— Start of Data excerpts —

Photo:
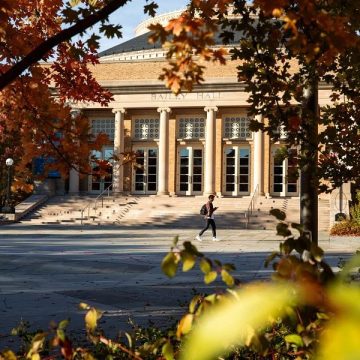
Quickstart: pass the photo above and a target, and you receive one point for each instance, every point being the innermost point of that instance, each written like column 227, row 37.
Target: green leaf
column 168, row 351
column 169, row 265
column 210, row 277
column 188, row 261
column 232, row 321
column 227, row 278
column 340, row 340
column 205, row 265
column 294, row 339
column 280, row 215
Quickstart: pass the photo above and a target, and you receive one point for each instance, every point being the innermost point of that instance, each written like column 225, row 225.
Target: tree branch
column 38, row 53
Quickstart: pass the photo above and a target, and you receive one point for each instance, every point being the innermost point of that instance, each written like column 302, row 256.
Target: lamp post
column 8, row 209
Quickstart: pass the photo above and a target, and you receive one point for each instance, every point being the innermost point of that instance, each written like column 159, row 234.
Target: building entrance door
column 237, row 170
column 190, row 170
column 98, row 183
column 145, row 173
column 284, row 174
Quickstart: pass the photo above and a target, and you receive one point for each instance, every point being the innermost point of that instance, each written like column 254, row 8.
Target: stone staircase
column 168, row 212
column 68, row 210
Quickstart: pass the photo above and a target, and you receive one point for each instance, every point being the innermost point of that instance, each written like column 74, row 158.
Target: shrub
column 346, row 228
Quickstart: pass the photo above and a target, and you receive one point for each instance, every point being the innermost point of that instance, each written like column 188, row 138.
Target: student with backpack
column 207, row 210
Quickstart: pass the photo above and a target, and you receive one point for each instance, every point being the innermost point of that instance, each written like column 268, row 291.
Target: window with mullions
column 146, row 129
column 191, row 128
column 104, row 126
column 237, row 127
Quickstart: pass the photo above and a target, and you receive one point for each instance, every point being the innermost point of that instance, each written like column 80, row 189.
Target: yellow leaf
column 340, row 340
column 91, row 319
column 210, row 277
column 9, row 355
column 232, row 321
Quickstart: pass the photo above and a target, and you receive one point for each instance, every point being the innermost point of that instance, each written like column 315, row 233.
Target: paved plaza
column 47, row 270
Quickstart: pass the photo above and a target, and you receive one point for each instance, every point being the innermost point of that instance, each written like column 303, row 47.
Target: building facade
column 192, row 144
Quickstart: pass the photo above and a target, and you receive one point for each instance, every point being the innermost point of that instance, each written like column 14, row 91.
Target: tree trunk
column 309, row 162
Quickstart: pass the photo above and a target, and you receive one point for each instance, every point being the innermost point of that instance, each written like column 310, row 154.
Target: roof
column 139, row 43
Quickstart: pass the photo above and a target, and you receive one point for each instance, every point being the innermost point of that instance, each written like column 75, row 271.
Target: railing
column 95, row 202
column 252, row 205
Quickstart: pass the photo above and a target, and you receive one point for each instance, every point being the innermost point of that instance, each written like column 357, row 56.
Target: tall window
column 192, row 128
column 146, row 129
column 237, row 127
column 105, row 126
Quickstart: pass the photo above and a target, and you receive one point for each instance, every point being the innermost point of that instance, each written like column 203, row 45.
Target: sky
column 131, row 14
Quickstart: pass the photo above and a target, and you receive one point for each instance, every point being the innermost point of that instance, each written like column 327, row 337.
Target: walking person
column 209, row 218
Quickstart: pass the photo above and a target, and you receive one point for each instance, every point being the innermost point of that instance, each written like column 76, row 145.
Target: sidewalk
column 46, row 271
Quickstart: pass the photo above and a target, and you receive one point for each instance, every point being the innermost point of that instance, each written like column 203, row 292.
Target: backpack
column 203, row 210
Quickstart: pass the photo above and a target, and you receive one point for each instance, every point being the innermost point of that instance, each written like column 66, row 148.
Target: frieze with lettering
column 186, row 96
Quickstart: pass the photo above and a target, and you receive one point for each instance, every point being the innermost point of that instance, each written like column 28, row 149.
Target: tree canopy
column 39, row 53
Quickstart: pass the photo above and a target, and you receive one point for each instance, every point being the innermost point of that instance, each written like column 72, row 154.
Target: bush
column 346, row 228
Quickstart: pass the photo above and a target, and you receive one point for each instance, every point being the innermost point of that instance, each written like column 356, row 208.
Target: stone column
column 118, row 168
column 163, row 150
column 209, row 149
column 258, row 158
column 74, row 178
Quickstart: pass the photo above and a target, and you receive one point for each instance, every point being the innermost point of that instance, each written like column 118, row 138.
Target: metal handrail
column 251, row 206
column 88, row 206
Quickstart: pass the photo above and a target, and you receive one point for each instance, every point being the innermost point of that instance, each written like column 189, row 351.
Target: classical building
column 193, row 144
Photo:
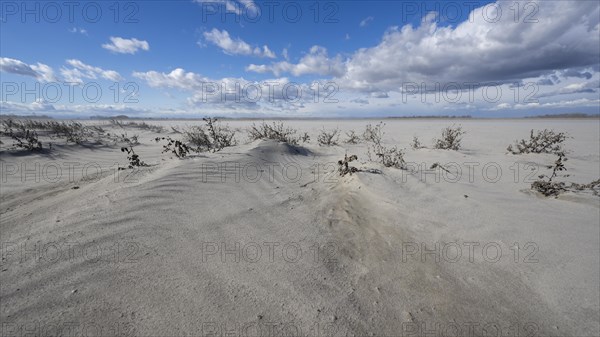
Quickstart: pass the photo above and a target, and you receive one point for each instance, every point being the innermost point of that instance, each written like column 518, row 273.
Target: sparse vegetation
column 133, row 158
column 328, row 137
column 416, row 144
column 219, row 136
column 23, row 137
column 451, row 138
column 137, row 125
column 344, row 167
column 389, row 157
column 214, row 138
column 353, row 138
column 544, row 141
column 277, row 131
column 305, row 137
column 546, row 186
column 176, row 147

— End of Data excerpts —

* _Task to complete_: Convert every line of the records above into a JSON list of strings, one string per line, skipping blank lines and leaving out the pictures.

* _Correct response_:
[
  "Photo:",
  "Quickstart: pass the photo above and a target, and you receive one point for each instance, every point being the innermost point of that instance, each written like column 227, row 37.",
  "Target: green leaf",
  "column 168, row 351",
  "column 169, row 265",
  "column 210, row 277",
  "column 188, row 261",
  "column 232, row 321",
  "column 227, row 278",
  "column 340, row 340",
  "column 205, row 265",
  "column 294, row 339",
  "column 280, row 215",
  "Quickstart: pass the photo above and a target, and you receive one point for each instance, every point being the innermost point of that instance, each written like column 225, row 225.",
  "Target: tree branch",
  "column 38, row 53",
  "Quickstart: pass the photo above and a target, and you receive one point for each instance, every point being the innermost point of that instance, each written like column 302, row 256.",
  "Target: lamp post",
  "column 8, row 209",
  "Quickstart: pass the photo above and a target, and you receive one point for each instance, every point being the innermost point of that instance, each written like column 159, row 234.",
  "Target: building entrance door",
  "column 237, row 170",
  "column 190, row 170",
  "column 98, row 183",
  "column 145, row 173",
  "column 284, row 174",
  "Quickstart: pass the photo above and a target, and you receive one point for each instance, every point being the innermost point of that instance, each written like column 254, row 8.",
  "Target: stone staircase",
  "column 168, row 212",
  "column 68, row 210",
  "Quickstart: pass the photo above and a target, and you receive one point for each instance, every point being the innermost point of that instance, each written like column 74, row 158.",
  "Target: shrub",
  "column 346, row 228",
  "Quickstart: pass the photo above and a target, and you receive one point for each instance, every point being the innermost point of that instance, each written like column 188, row 138.",
  "Target: student with backpack",
  "column 207, row 210",
  "Quickstart: pass the photo above and a target, and you receive one point for each instance, every point being the innermost point of that instance, each written like column 268, row 291.",
  "Target: window with mullions",
  "column 146, row 129",
  "column 191, row 128",
  "column 104, row 126",
  "column 237, row 127",
  "Quickstart: pass the photo above and a target, and you receive one point for each instance, every point being the innermost point of that instance, each written like column 80, row 189.",
  "Target: yellow leaf",
  "column 340, row 340",
  "column 91, row 319",
  "column 210, row 277",
  "column 9, row 355",
  "column 232, row 321",
  "Quickstart: pass the photo above and a target, and you receive one point for each instance, every point being the innermost point of that instance, each written like column 315, row 233.",
  "Target: paved plaza",
  "column 47, row 270",
  "Quickstart: pass the photo above and a target, and you receive one point for each instance, every point being the innermost point of that instance, each written like column 303, row 47.",
  "Target: building facade",
  "column 192, row 144",
  "Quickstart: pass the photo above and a target, and you receive one point for each instance, every point being the innermost point of that instance, each written like column 14, row 91.",
  "Target: tree trunk",
  "column 309, row 162",
  "Quickstart: pass the photo above and a target, and you receive one point for each instance, every point being the innermost point of that instance, each written like column 310, row 154.",
  "Target: roof",
  "column 139, row 43",
  "Quickstart: pass the photo above and a target, and you receive one point for each instance, every point being the innermost point of that instance, each written like column 75, row 271.",
  "Target: railing",
  "column 95, row 202",
  "column 252, row 205",
  "Quickstart: pass the photo above and a target, and you receive one point for each instance, every point being the innermost point of that instance, each written like column 357, row 56.",
  "Target: tall window",
  "column 192, row 128",
  "column 146, row 129",
  "column 237, row 127",
  "column 105, row 126",
  "Quickstart: pass the photo above and a target, and you receive one point for each instance, every point being the innermost point of that instance, each written like column 203, row 45.",
  "Target: sky",
  "column 131, row 14",
  "Quickstart: pass the photo above and a target, and you receive one point for each instance, every point being the innermost point of that instance, each written like column 327, row 337.",
  "Target: walking person",
  "column 209, row 218",
  "Quickstart: pass the photo above and a target, and you receive one point for each instance, every point being the innermost point of that instance, each written like column 76, row 145.",
  "Target: sidewalk",
  "column 46, row 271",
  "Quickstart: pass the photo above and a target, and you receive one point for each instance, every point being the innermost point of that instance, each written like column 203, row 292.",
  "Target: backpack",
  "column 203, row 210",
  "Quickstart: pass the photo above and a target, and you receive one point for each instance, every point being the innermost point of that instance, each written like column 66, row 148.",
  "Target: frieze with lettering",
  "column 186, row 96",
  "Quickstart: pass the photo above and a target, and you receive one point for each instance, every point being the innermost point of that instance, each written like column 28, row 149.",
  "Target: tree canopy",
  "column 39, row 53",
  "Quickstart: pass the photo above and a target, and you receive one point for each instance, every point being the innermost point of that instance, each written like column 72, row 154.",
  "Target: bush",
  "column 346, row 228",
  "Quickstart: pass the photo above and a target, and you receive one point for each instance, every point being the innermost point of that instance, each written like column 356, row 208.",
  "Target: stone column",
  "column 118, row 168",
  "column 163, row 150",
  "column 209, row 149",
  "column 258, row 158",
  "column 74, row 178",
  "Quickstart: pass the photo above and a target, and you receive one point for each instance, every point being the innermost point of that instance, each written like column 118, row 138.",
  "Target: metal handrail",
  "column 251, row 206",
  "column 88, row 206",
  "Quickstart: pass the photo above and a target, and you receive one point for each instance, every point being the innermost point of that instance, each written like column 189, row 351.",
  "Target: classical building",
  "column 193, row 144",
  "Photo:",
  "Quickstart: pass the photo above and a target, and you receive one point for each instance, every point being the innermost point of that instance, each written like column 518, row 273.",
  "Target: sparse vegetation",
  "column 133, row 158",
  "column 328, row 137",
  "column 416, row 144",
  "column 219, row 136",
  "column 23, row 137",
  "column 451, row 138",
  "column 137, row 125",
  "column 344, row 167",
  "column 389, row 157",
  "column 214, row 138",
  "column 353, row 138",
  "column 544, row 141",
  "column 277, row 131",
  "column 305, row 137",
  "column 546, row 186",
  "column 176, row 147"
]